Иван Микиртумов - Особое мнение в Петербурге - 2021-05-13
И. Штейнерт
―
Добрый день! У нас в студии доктор философских наук, Иван Микиртумов, это программа «Особое мнение».
И. Микиртумов
―
Здравствуйте!
И. Штейнерт
―
Давайте начнем с обсуждения трагических событий в Казани, и последствий после нападения на одну из школ города. Погибло 9 человек, более 10 госпитализированы. После этой трагедии сразу же появился ряд инициатив, одна из них высказана президентом, за ним уже повторяют городские власти, о том, что нужно ограничить оборот гражданского оружия. В частности, одно из предложений, поднять возраст, когда можно купить оружие. Сейчас это можно сделать с 18-ти лет, предлагается поднять его до 21-го года. В этом ли проблема?
И. Микиртумов
―
Иван, вы уже предвосхищаете ответ. Ясно же, что проблема не в этом. При желании совершить такого рода действие, можно найти массу инструментов и обойтись без охотничьих приспособлений. Мы любим говорить, что Россия – не Запад, а вместе с тем, такого рода случай уже не первый. Мы находим параллели с американскими случаями, северо-западными, европейскими, японскими. Это общая тенденция, она не связана с доступностью оружия. Всегда, когда что-то подобное происходит, власти начинают демонстрировать заботу об общественном благе и хотят что-нибудь запретить, ограничить. Но, как правило, никогда это не помогает. Это такой дежурный ответ общественному мнению. Помните, когда, еще при Ельцине, убили Владислава Листьева, то Ельцин ответил на это увольнением двух прокуроров. Как будто они имели к этому отношение, но это сиюминутная реакция.
● ● ●
Рабочее задание: Продолжите расшифровку эфира «Особое мнение» с Иваном Микиртумовым о нападении на казанскую школу. Начните сразу после последней реплики.
● ● ●
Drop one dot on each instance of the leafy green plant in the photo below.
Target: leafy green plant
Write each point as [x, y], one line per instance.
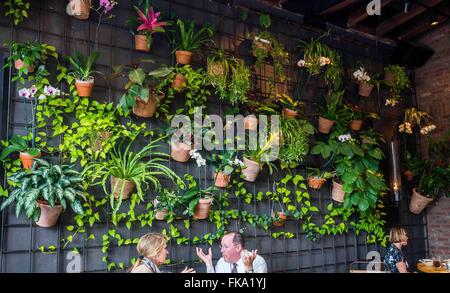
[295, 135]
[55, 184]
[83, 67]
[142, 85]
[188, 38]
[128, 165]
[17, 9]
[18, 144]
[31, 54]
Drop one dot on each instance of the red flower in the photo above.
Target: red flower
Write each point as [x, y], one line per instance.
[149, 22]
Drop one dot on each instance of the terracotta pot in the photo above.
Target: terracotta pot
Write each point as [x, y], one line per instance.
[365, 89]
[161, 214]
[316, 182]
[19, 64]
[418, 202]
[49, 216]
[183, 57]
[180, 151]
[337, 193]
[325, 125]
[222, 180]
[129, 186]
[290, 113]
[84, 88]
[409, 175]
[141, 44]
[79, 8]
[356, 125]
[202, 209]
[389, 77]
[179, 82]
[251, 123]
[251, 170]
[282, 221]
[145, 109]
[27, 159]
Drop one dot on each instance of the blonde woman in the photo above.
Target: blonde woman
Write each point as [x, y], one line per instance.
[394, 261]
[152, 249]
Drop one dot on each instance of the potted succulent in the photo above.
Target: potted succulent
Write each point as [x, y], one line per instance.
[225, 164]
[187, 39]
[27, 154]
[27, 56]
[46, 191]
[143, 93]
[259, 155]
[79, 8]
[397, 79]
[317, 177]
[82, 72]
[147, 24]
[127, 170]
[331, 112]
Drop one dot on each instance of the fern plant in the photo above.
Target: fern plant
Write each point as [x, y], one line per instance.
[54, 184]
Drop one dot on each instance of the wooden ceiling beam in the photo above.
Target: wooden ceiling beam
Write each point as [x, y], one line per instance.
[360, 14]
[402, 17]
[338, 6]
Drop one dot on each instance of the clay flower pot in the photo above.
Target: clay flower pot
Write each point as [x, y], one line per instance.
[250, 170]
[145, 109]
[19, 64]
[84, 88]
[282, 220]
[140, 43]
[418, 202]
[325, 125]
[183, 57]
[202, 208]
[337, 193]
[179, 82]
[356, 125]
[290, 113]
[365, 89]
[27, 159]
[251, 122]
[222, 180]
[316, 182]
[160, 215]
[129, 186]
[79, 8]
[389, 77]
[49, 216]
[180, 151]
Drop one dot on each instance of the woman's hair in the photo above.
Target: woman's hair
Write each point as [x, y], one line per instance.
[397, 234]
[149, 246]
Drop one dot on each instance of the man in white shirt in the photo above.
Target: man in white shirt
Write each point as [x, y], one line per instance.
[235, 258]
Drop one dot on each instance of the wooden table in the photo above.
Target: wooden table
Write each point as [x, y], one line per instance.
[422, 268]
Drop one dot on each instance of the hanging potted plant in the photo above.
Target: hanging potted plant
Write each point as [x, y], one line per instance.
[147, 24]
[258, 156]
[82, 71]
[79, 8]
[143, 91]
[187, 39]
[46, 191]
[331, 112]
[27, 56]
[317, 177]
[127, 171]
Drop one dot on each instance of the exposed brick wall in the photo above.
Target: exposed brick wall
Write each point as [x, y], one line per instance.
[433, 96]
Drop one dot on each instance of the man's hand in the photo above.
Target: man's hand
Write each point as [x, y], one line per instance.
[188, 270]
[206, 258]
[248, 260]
● ● ●
Ответ:
И. Штейнерт
―
Это также, как после захвата заложников в «Норд-Осте», отменили выборы губернаторов.
И. Микиртумов
―
Их не обвинили, но под шумок отменили. Вот тут надо понимать, что мы как все. Наше общество – общество масс, общество потребления, выросшее из индустриального общества, и остающееся отчасти им же. В этом смысле мы мало отличаемся от других. Цивилизационное движение общее – капитализм и потребительство, оно никого не оставляет в стороне, всех захватывает. Не зря это называют трагедией. И это правильно. Вообще трагедией мы называем обстоятельства, которые не зависят от нашей воли.
И. Штейнерт
―
То есть не теракты?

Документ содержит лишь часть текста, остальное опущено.